- [Required work] Rewrite the listing, from the line containing "water in this photo." through the end of the listing (both included), as a two-column CSV with the headers instruction and answer. Give one row per instruction, putting its text and its answer each in a single quoted field with line breaks changed to spaces.

- [Data to use]

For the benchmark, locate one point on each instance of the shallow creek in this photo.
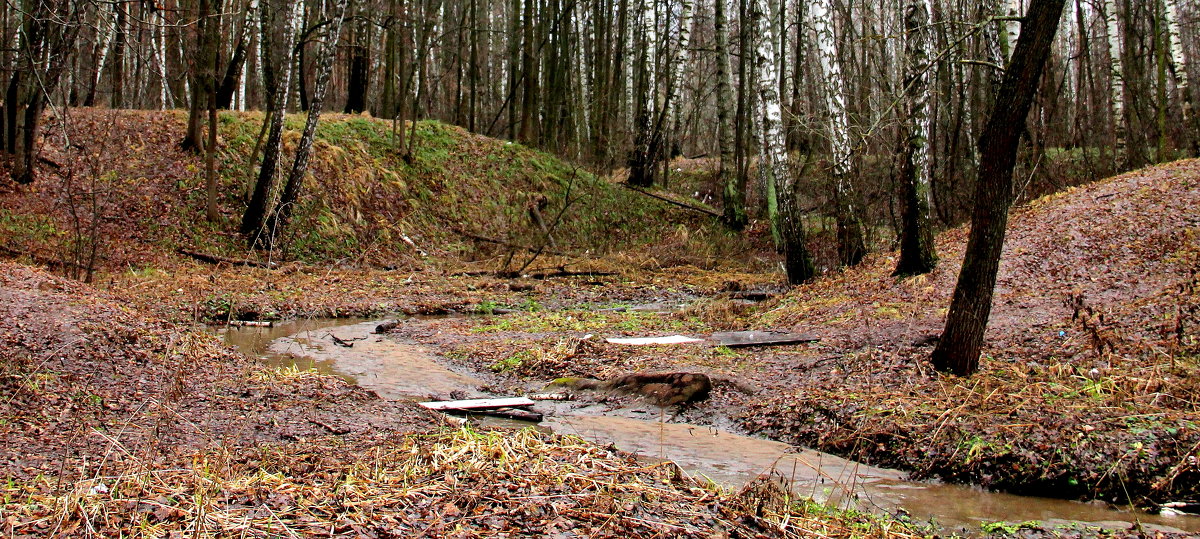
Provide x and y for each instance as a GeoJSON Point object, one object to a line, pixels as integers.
{"type": "Point", "coordinates": [399, 370]}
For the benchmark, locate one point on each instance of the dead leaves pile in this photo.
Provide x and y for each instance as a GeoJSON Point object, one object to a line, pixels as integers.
{"type": "Point", "coordinates": [456, 483]}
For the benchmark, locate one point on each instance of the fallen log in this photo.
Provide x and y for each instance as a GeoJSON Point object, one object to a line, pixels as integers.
{"type": "Point", "coordinates": [744, 339]}
{"type": "Point", "coordinates": [479, 403]}
{"type": "Point", "coordinates": [504, 413]}
{"type": "Point", "coordinates": [505, 244]}
{"type": "Point", "coordinates": [647, 341]}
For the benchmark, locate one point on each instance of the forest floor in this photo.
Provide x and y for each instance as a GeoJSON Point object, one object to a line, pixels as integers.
{"type": "Point", "coordinates": [132, 419]}
{"type": "Point", "coordinates": [118, 424]}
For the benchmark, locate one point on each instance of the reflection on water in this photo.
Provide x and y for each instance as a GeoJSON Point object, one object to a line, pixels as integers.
{"type": "Point", "coordinates": [389, 367]}
{"type": "Point", "coordinates": [397, 370]}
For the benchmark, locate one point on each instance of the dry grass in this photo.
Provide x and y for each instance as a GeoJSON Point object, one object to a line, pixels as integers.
{"type": "Point", "coordinates": [460, 483]}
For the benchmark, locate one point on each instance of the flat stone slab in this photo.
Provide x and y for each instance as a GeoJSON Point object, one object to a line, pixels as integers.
{"type": "Point", "coordinates": [743, 339]}
{"type": "Point", "coordinates": [646, 341]}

- [Task output]
instruction,answer
"For the benchmark, locate one point on each instance of the reflection on water in this photo. Provide x and y for each instance as a GeoJSON Point object, one object to a line, pixels as integers.","{""type"": ""Point"", ""coordinates"": [389, 367]} {""type"": ""Point"", ""coordinates"": [397, 370]}"
"For the benchmark, locate one point on each instance of the dry grass in this photo. Provide x and y for each instance as a GeoJSON Point object, one object to a line, pixels as integers.","{""type"": ""Point"", ""coordinates"": [460, 483]}"
"For the benchmark, locate one point on each instance of the flat stone slab in this photo. Provide x and y for each instance as a GeoJSON Point object, one object to a line, pixels as integers.","{""type"": ""Point"", ""coordinates"": [743, 339]} {""type"": ""Point"", ""coordinates"": [646, 341]}"